(Point annotation dataset records)

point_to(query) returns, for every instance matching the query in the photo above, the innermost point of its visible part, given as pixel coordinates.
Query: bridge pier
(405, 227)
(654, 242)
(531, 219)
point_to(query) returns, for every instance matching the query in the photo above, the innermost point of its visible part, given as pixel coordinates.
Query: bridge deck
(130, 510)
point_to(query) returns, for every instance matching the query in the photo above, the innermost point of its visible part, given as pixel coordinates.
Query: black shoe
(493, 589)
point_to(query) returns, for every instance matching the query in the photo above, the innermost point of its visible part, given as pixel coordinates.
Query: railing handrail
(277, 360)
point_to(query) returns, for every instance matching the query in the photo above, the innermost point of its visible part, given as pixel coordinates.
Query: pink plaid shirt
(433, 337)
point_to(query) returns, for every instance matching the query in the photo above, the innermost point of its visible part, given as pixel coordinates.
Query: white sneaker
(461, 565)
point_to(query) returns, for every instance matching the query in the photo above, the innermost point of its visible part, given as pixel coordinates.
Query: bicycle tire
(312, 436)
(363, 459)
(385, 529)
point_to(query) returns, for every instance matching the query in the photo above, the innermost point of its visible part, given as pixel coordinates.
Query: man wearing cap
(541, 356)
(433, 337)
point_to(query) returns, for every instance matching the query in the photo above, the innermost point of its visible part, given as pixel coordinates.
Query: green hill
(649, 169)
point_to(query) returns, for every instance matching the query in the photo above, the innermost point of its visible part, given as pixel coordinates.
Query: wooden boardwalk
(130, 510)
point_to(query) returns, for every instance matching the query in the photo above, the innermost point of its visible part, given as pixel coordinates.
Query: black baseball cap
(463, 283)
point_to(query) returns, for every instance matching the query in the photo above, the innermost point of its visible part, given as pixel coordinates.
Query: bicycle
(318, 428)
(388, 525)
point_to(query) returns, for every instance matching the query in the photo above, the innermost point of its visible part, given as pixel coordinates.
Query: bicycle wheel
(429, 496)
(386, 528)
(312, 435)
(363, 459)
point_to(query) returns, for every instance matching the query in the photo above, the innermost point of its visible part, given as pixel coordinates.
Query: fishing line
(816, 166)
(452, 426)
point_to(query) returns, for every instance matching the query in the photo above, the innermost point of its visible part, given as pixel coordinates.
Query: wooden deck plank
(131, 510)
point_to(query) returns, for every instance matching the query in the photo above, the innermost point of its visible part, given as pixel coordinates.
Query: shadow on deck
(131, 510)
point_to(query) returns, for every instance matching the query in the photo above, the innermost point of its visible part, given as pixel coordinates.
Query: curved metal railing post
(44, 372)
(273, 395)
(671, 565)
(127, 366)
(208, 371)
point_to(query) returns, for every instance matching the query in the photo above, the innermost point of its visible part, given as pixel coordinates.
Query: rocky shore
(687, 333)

> [Stated problem]: Repeat every record, exactly as written.

> [Output of the exercise]:
point_to(query) returns, for every instance matching the query in the photo above, the innermost point of its visible part, given as pixel coordinates.
Query: bridge pier
(405, 227)
(654, 242)
(531, 219)
point_to(query) returns, for every instance matching the query in the photo above, the innermost point of its visible part, given as pixel coordinates.
Query: bridge deck
(130, 510)
point_to(query) returns, for every instance matching the query in the photo above, the innermost point of its visible part, given as pixel coordinates.
Query: black shoe
(493, 589)
point_to(query) returns, for every instance matching the query in the photo above, the innermost point of its visible part, given as pixel coordinates.
Query: railing handrail
(277, 360)
point_to(query) returns, for every instance matching the query in the photo above, the innermost point of its visible part, given as pixel coordinates.
Query: pink plaid shirt
(433, 337)
point_to(query) returns, for every instance matching the query in the photo above, the innermost point of its visible part, given as pixel coordinates.
Query: white sneaker
(461, 565)
point_to(query) returns, for every instance matching the query in the photo above, the innermost point of its visible part, given as pixel coordinates.
Query: bicycle tire
(312, 436)
(363, 459)
(385, 529)
point_to(query) returns, for every instance matching the query in the photo above, the innermost point of its visible part, given as pixel coordinates.
Query: man wearing cap
(541, 356)
(433, 337)
point_to(query) returns, for every instance matching the query in the photo above, the innermost point of its visible part, given as pixel coordinates.
Query: green hill
(649, 169)
point_to(query) returns, for every instance matching the query in the photo above, the innermost point of its visible part, given as pixel coordinates.
Query: wooden boardwalk
(130, 510)
point_to(query) returns, for every instance matching the query in the photo above, the innermost point of its visible part, given as pixel coordinates.
Query: black baseball cap
(463, 283)
point_to(query) returns, for every instance matching the query in the photo above, the innermost point of its visible part, given as pixel coordinates.
Query: bicycle
(318, 428)
(388, 525)
point_to(query) returns, for every instance matching the query in the photo above, the innermost point of its visible part, given as pixel coordinates.
Query: bicycle wheel
(429, 496)
(386, 528)
(312, 435)
(363, 459)
point_to(query) returns, for every instance matching the query in the photo above, the innermost point of its visible part, given as pixel coordinates.
Query: fishing line
(816, 166)
(452, 426)
point_to(query) returns, for every instance matching the query in the photo above, the innermost point of its visible part, given as pixel coordinates.
Query: wooden deck plank
(131, 510)
point_to(query) returns, for every instance matching the query in the photo above, the innermost point of its visible part, given as pixel coordinates.
Query: shadow on deck
(131, 510)
point_to(query) returns, for every instance matching the query in the photo above, the innermost point of its visible part, given as pixel coordinates.
Query: curved metal railing post
(44, 372)
(273, 395)
(671, 565)
(127, 366)
(208, 371)
point_to(query) returns, for every instance matching the query in the photo above, the innermost point of its visible part, given as pixel coordinates.
Query: rocky shore
(687, 333)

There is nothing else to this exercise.